# [Given passage]
<<<<

Saturday, August 13, 2005: One rule for Peloton One: Don't pass the president

Yet, the President found ways to ignore the annoying distractions and to find things that would make this vacation memorable.

As he said when asked about his priorities: "I think it's important for me to be thoughtful and sensitive to those who have got something to say," he says. "But it's also important for me to go on with my life, to keep a balanced life.

"The people want the president to be in a position to make good, crisp decisions and to stay healthy. And part of my being is to be outside exercising. So I'm mindful of what goes on around me. On the other hand, I'm also mindful that I've got a life to live, and will do so."

Friday, August 19, 2005: Congratulations President Bush: You Broke the Record!!!

Bush officially sets the record for most days off for a sitting President, easily beating out previous record-holder, President Ronald Reagan, who totaled up 335 days spread over 8 years. And with another 3 years to go for Bush at that time, just think of the bar that he could set. It would take someone of much greater stamina than him to outdo his new record.

>>>>

# [Records provided]
<<<<

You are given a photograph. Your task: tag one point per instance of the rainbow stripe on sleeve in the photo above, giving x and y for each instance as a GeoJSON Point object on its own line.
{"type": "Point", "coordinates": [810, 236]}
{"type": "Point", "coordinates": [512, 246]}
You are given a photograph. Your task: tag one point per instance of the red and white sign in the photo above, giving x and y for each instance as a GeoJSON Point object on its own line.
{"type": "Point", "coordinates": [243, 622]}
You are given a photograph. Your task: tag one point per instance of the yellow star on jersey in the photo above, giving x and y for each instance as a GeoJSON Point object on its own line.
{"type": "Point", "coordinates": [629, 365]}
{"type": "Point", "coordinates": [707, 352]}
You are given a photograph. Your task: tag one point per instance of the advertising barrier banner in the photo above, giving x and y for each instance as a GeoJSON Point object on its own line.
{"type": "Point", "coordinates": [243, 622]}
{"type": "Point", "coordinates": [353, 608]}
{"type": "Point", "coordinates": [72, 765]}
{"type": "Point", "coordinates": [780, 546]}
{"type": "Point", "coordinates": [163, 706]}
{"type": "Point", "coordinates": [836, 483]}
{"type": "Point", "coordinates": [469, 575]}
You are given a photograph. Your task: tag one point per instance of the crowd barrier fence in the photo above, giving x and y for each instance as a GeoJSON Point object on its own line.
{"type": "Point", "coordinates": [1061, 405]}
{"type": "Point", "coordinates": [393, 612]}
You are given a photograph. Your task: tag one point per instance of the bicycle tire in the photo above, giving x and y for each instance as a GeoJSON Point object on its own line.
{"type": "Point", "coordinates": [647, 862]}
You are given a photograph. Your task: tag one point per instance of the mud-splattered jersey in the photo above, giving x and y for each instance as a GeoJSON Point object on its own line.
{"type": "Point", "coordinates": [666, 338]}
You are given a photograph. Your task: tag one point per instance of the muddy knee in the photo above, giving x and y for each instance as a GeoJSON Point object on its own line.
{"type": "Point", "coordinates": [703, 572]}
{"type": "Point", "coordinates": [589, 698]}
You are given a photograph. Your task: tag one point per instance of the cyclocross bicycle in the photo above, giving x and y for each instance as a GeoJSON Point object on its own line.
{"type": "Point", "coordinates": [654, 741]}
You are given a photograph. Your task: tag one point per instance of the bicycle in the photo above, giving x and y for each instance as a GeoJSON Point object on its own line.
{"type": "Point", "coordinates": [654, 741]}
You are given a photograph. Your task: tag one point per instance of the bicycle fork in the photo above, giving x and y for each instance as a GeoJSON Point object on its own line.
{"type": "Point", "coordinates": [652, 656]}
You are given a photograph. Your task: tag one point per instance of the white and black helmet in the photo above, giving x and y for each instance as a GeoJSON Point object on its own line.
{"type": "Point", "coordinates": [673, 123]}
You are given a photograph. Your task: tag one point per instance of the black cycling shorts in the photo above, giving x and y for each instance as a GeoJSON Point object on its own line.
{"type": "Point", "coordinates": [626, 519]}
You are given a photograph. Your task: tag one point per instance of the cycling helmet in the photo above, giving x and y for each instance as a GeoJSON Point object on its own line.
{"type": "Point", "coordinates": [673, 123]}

>>>>

# [Written task 1]
In the passage about President Bush's vacation, who held the record for most days off before Bush, and how many days had he totaled?
# [Written task 2]
Resume the passage about President Bush's vacation days, continuing from its last sentence.

# [Exercise answer 1]
President Ronald Reagan, who totaled 335 days spread over 8 years.

# [Exercise answer 2]
Wednesday, August 24, 2005: The work-life balance for 'nation's CEO'

Reports of Bush’s remarkable fitness are widespread in the American press as he finds time to renew his mind, body and spirit. Americans are told that Bush’s balance of work and vacation are healthy ideals for others to follow.

Supporters say Bush brings a refreshing degree of proportionality to the many demands on his time. At the White House, he is early to bed, early to rise, and he runs meetings with West Point punctuality - habits in sharp contrast to his often tardy and workaholic predecessor, Bill Clinton.

“The president brings the same sensibility to his ranch, renewing mind, body, and spirit with sweaty stints of brush clearing, mountain biking, and fishing - on top of speeches, fundraisers, intelligence briefings, and policy huddles with aides and officials.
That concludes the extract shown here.